» Supplied material:
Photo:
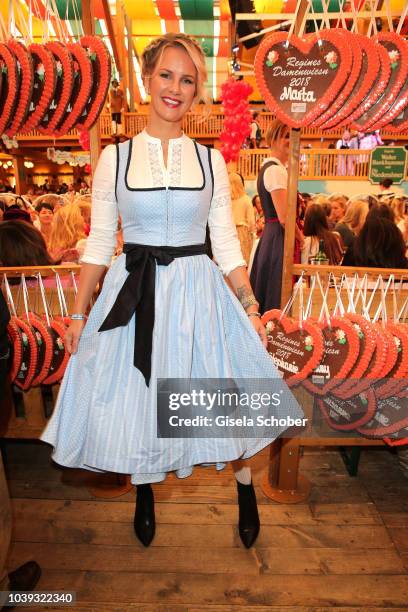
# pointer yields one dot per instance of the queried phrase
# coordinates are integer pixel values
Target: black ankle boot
(144, 521)
(248, 524)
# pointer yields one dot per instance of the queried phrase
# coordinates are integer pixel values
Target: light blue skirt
(105, 417)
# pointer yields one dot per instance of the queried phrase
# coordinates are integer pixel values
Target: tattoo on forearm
(246, 297)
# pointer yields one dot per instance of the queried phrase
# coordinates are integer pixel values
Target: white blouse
(147, 170)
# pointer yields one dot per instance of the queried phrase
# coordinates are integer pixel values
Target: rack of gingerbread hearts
(335, 78)
(52, 87)
(351, 357)
(36, 330)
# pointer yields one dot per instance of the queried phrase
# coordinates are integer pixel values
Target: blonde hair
(237, 188)
(275, 131)
(356, 214)
(152, 55)
(67, 228)
(84, 203)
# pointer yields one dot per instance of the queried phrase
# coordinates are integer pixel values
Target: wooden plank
(219, 536)
(209, 560)
(204, 514)
(177, 588)
(399, 536)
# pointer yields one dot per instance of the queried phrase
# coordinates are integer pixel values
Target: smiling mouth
(170, 103)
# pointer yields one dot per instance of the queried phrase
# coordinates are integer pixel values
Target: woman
(188, 324)
(259, 216)
(379, 244)
(45, 216)
(352, 222)
(338, 204)
(266, 272)
(316, 228)
(67, 238)
(243, 214)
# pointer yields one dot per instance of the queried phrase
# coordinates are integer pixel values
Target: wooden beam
(112, 37)
(88, 24)
(20, 174)
(131, 70)
(293, 175)
(120, 37)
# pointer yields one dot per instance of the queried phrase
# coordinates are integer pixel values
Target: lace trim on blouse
(175, 171)
(98, 194)
(221, 201)
(155, 167)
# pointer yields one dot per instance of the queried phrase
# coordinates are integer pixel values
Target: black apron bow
(137, 295)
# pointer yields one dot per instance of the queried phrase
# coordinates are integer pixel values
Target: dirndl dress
(105, 418)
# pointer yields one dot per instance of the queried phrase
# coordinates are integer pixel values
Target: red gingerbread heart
(398, 374)
(299, 79)
(368, 75)
(368, 345)
(377, 89)
(341, 350)
(295, 349)
(397, 50)
(340, 102)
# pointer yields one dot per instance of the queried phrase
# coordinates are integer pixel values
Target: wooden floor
(346, 549)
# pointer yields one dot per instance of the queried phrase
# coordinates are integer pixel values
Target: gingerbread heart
(391, 417)
(348, 414)
(398, 374)
(400, 123)
(101, 69)
(348, 90)
(368, 345)
(299, 79)
(45, 77)
(9, 85)
(81, 89)
(25, 86)
(397, 50)
(295, 349)
(341, 350)
(63, 87)
(367, 77)
(377, 89)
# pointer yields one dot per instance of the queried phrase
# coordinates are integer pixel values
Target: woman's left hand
(260, 329)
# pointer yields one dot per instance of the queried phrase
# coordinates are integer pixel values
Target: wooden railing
(207, 123)
(315, 164)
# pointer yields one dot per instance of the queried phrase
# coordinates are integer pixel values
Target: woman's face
(337, 211)
(258, 204)
(172, 86)
(282, 146)
(46, 216)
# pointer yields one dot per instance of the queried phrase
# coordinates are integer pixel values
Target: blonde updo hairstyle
(152, 55)
(67, 228)
(276, 130)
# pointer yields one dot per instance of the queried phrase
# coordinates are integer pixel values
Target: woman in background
(316, 228)
(352, 222)
(243, 214)
(67, 239)
(266, 272)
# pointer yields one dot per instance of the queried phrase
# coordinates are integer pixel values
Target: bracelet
(248, 301)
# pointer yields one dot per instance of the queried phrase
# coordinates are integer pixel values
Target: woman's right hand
(72, 336)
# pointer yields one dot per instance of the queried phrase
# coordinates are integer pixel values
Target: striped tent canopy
(210, 21)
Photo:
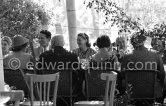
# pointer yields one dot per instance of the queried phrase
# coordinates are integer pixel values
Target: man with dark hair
(44, 39)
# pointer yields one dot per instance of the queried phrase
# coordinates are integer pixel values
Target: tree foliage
(21, 17)
(113, 14)
(159, 31)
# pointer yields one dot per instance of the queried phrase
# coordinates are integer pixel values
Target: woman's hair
(103, 41)
(86, 37)
(138, 38)
(47, 33)
(154, 41)
(19, 48)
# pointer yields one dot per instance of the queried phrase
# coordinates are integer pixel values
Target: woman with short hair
(83, 51)
(18, 58)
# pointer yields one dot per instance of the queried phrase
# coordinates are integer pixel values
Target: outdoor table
(89, 103)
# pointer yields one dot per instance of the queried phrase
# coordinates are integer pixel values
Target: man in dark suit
(58, 57)
(143, 59)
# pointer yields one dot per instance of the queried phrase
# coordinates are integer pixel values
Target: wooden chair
(66, 86)
(14, 95)
(109, 92)
(92, 79)
(15, 78)
(143, 84)
(43, 89)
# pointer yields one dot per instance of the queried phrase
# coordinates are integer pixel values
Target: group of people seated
(53, 55)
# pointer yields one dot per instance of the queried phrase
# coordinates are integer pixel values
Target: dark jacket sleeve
(160, 68)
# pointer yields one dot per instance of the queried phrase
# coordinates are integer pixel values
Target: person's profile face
(81, 42)
(5, 46)
(122, 44)
(43, 40)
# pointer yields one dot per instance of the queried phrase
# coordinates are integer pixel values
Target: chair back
(43, 87)
(66, 86)
(15, 78)
(110, 87)
(93, 80)
(143, 83)
(14, 95)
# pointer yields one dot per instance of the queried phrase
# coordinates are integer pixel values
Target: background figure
(103, 54)
(6, 44)
(143, 55)
(121, 43)
(18, 58)
(157, 46)
(83, 51)
(44, 40)
(57, 56)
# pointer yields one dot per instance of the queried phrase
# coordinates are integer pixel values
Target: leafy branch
(114, 15)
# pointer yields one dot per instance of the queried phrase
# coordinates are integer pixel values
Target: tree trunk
(71, 17)
(1, 67)
(95, 24)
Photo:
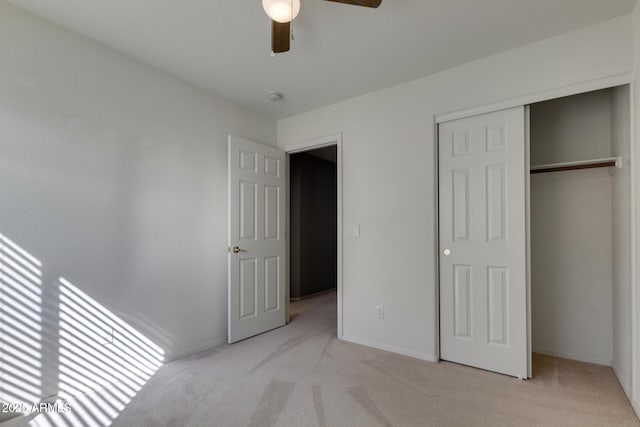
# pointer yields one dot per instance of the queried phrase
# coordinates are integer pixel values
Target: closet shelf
(582, 164)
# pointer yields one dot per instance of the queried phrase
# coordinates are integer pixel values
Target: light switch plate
(352, 230)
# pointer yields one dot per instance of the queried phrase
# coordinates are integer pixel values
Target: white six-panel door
(256, 238)
(483, 315)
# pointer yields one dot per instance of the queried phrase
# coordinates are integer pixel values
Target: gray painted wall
(621, 235)
(313, 225)
(580, 228)
(114, 176)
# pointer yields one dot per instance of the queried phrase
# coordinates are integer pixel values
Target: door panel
(482, 225)
(256, 224)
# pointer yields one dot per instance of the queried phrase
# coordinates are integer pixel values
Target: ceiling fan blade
(280, 36)
(365, 3)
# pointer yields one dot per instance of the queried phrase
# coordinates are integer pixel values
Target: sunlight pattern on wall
(20, 325)
(103, 362)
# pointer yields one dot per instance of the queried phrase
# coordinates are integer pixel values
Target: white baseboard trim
(575, 357)
(195, 350)
(392, 349)
(626, 385)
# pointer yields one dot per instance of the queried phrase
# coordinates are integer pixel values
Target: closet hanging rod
(582, 164)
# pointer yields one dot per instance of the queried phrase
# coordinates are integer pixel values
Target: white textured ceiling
(339, 51)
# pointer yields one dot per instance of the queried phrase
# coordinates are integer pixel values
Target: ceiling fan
(282, 12)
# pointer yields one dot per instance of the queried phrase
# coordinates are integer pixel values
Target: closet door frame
(526, 100)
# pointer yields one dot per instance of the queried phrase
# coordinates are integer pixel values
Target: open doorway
(313, 229)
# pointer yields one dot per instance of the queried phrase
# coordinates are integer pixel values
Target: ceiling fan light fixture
(281, 10)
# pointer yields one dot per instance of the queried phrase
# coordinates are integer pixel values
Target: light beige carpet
(301, 375)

» Exercise details: Word for word, repeat all the data, but not its images.

» Task solution:
Photo:
# pointer yields one dot per instance of the queried phrase
# coordinates are integer pixel values
Target: black ankle boot
(144, 521)
(248, 524)
# pointer yields one dot per instance of the queried phrase
# coordinates are integer pixel values
Target: light blue skirt
(105, 417)
# pointer yields one dot per instance of the queried phrase
# coordinates are integer pixel values
Target: tattoo on forearm
(246, 297)
# pointer yields one dot per instance of the queried phrase
# coordinates are integer pixel values
Target: white blouse
(147, 170)
# pointer yields one dot per instance of the queried phrase
# coordinates are integer pixel values
Target: rack of gingerbread hearts
(335, 78)
(52, 87)
(351, 357)
(36, 330)
# pointer yields one dot per instance of the queried phrase
# coordinates are integer pixel values
Target: blonde hair
(237, 188)
(275, 131)
(356, 214)
(152, 55)
(67, 228)
(84, 203)
# pointer yields one dot per instance of the queried phrase
# coordinates are integer pixel values
Target: wooden plank
(219, 536)
(209, 560)
(204, 514)
(177, 588)
(399, 536)
# pointer yields one dot per instance of the queried phrase
# coordinates are integer pixel values
Target: smiling mouth
(170, 103)
# pointer yields one dot per instance of the queried phrase
# coordinates are integer pixel values
Target: woman
(188, 324)
(259, 216)
(379, 244)
(45, 216)
(352, 222)
(338, 204)
(266, 272)
(316, 228)
(67, 238)
(243, 214)
# pointer yields one dot per instance of the queried phrase
# coordinates are integer pixel values
Target: wooden beam
(112, 37)
(88, 24)
(20, 174)
(131, 70)
(293, 175)
(120, 37)
# pointer yields one dot per instance of the queried phrase
# coordinates are integer pixel values
Target: lace trim on blouse
(175, 171)
(98, 194)
(221, 201)
(155, 167)
# pointer yields one dot per instance of the queried phrase
# coordinates are integer pixel values
Target: black apron bow
(137, 295)
# pointer yields one dot per instance of the queried phrase
# coordinates are integer pixel values
Target: dirndl dress
(105, 418)
# pointer yields one dot per instance of the queried phrase
# coordinates are integer pixel values
Target: red gingerbread heart
(398, 374)
(299, 79)
(368, 75)
(368, 345)
(377, 89)
(341, 350)
(295, 349)
(397, 50)
(340, 102)
# pointer yields one dot per instance of the queried phrase
# coordinates are integer pixel values
Target: wooden floor
(346, 549)
# pointer yields one dot per instance of the queried phrase
# coordinates are integer pixel values
Target: gingerbread heart
(391, 417)
(348, 414)
(398, 374)
(400, 123)
(101, 69)
(348, 90)
(368, 345)
(299, 79)
(45, 77)
(9, 85)
(81, 89)
(25, 86)
(397, 50)
(295, 349)
(341, 350)
(63, 87)
(367, 77)
(377, 89)
# pointer yields one dot per instance of the queried phrase
# coordinates are integer pixel values
Target: woman's left hand
(260, 329)
# pointer yields one dot per instance of the queried phrase
# coordinates are integer pixel values
Target: wooden railing
(207, 123)
(315, 164)
# pointer yields one dot per instance of the queried phrase
# coordinates are integer pixel values
Target: woman's face
(337, 211)
(258, 204)
(172, 86)
(282, 146)
(46, 216)
# pointer yields one dot per instance of the queried phrase
# coordinates are integer pixel values
Target: blonde updo hairstyle
(152, 55)
(67, 228)
(276, 130)
# pointer yields one dot per instance of the queried phrase
# coordinates are integer pixel values
Target: woman in background
(316, 228)
(352, 222)
(243, 214)
(67, 239)
(266, 272)
# pointer yields one dot per instance of the queried phrase
# coordinates are integer pixel values
Target: bracelet
(248, 301)
# pointer yields one dot per instance of the queried phrase
# coordinates are integer pixel values
Target: woman's right hand
(72, 336)
# pointer yields one dot per instance of the queried phrase
# coordinates are integer pixel values
Target: striped tent canopy
(210, 21)
Photo:
# pointer yields one dot per instance of the queried phrase
# coordinates are integer pixel values
Target: man with dark hair
(44, 39)
# pointer yields one dot per instance of the queried phrase
# coordinates are integer pixel values
Target: tree foliage
(21, 17)
(113, 14)
(159, 31)
# pointer yields one dot per instance of the queried phrase
# coordinates are integer pixel values
Target: woman's hair
(103, 41)
(86, 37)
(138, 38)
(47, 33)
(154, 41)
(19, 48)
# pointer yields one dot per instance of the queried phrase
# coordinates are integer pixel values
Target: woman with short hair
(83, 51)
(18, 58)
# pointer yields one dot per instance of the queried phrase
# coordinates are integer pixel values
Target: outdoor table
(89, 103)
# pointer yields one dot per instance of the queried phrase
# coordinates are integer pixel values
Target: man in dark suit
(58, 57)
(143, 59)
# pointer yields one dot per instance of the queried phrase
# coordinates are integer pixel values
Target: wooden chair
(66, 86)
(14, 95)
(109, 92)
(92, 79)
(15, 78)
(143, 84)
(43, 89)
# pointer yields one dot per instance of the queried phrase
# coordinates are integer pixel values
Target: group of people seated
(53, 55)
# pointer yields one dot per instance of the queried phrase
# coordinates are integer pixel values
Target: dark jacket sleeve
(160, 68)
# pointer yields one dot per instance of the queried phrase
# coordinates are integer pixel values
Target: person's profile face
(81, 42)
(5, 46)
(122, 44)
(43, 40)
# pointer yields one dot per instance of the queried phrase
# coordinates are integer pixel values
Target: chair back
(43, 87)
(66, 86)
(15, 78)
(110, 87)
(93, 80)
(143, 83)
(14, 95)
# pointer yields one dot per instance of the queried phrase
# coordinates are integer pixel values
Target: background figure
(103, 54)
(6, 44)
(143, 55)
(121, 43)
(18, 58)
(157, 46)
(83, 51)
(44, 40)
(57, 56)
# pointer yields one dot per instance of the queried phrase
# coordinates are integer pixel values
Target: leafy branch
(114, 15)
# pointer yields one dot per instance of the queried phrase
# coordinates are integer pixel values
Target: tree trunk
(71, 17)
(1, 67)
(95, 24)
Photo:
# pointer yields one dot per instance of the queried phrase
# coordinates are integer pixel values
Target: closet shelf
(582, 164)
# pointer yields one dot per instance of the queried phrase
# coordinates are integer pixel values
Target: light switch plate
(352, 230)
# pointer yields one dot per instance of the queried phrase
# coordinates are integer pixel values
Target: white six-panel door
(256, 238)
(483, 315)
# pointer yields one dot per instance of the queried phrase
# coordinates are integer pixel values
Target: gray painted wall
(621, 235)
(313, 225)
(580, 228)
(114, 176)
# pointer yields one dot per instance of the queried phrase
# coordinates are integer pixel values
Target: door panel
(482, 225)
(256, 224)
# pointer yields one dot per instance of the queried phrase
# coordinates are integer pixel values
Target: ceiling fan blade
(280, 36)
(365, 3)
# pointer yields one dot per instance of the queried phrase
# coordinates are integer pixel values
Target: sunlight pattern on wall
(20, 325)
(103, 362)
# pointer yields one dot per instance of the queried phrase
# coordinates are integer pixel values
Target: white baseboard trim
(575, 357)
(195, 350)
(392, 349)
(626, 385)
# pointer yields one dot per instance of the queried phrase
# coordinates are integer pixel values
Target: closet hanging rod
(582, 164)
# pointer yields one dot per instance of the queried phrase
# coordinates are integer pixel values
Target: white textured ceiling
(339, 51)
# pointer yields one dot per instance of the queried phrase
# coordinates are integer pixel values
Target: ceiling fan
(282, 12)
# pointer yields one dot per instance of the queried phrase
# coordinates are integer pixel values
Target: closet door frame
(526, 100)
# pointer yields one dot per instance of the queried phrase
# coordinates are integer pixel values
Target: open doorway
(313, 229)
# pointer yields one dot per instance of the queried phrase
# coordinates are integer pixel values
Target: ceiling fan light fixture
(281, 10)
# pointer yields one dot per instance of the queried phrase
# coordinates are integer pixel values
Target: light beige carpet
(301, 375)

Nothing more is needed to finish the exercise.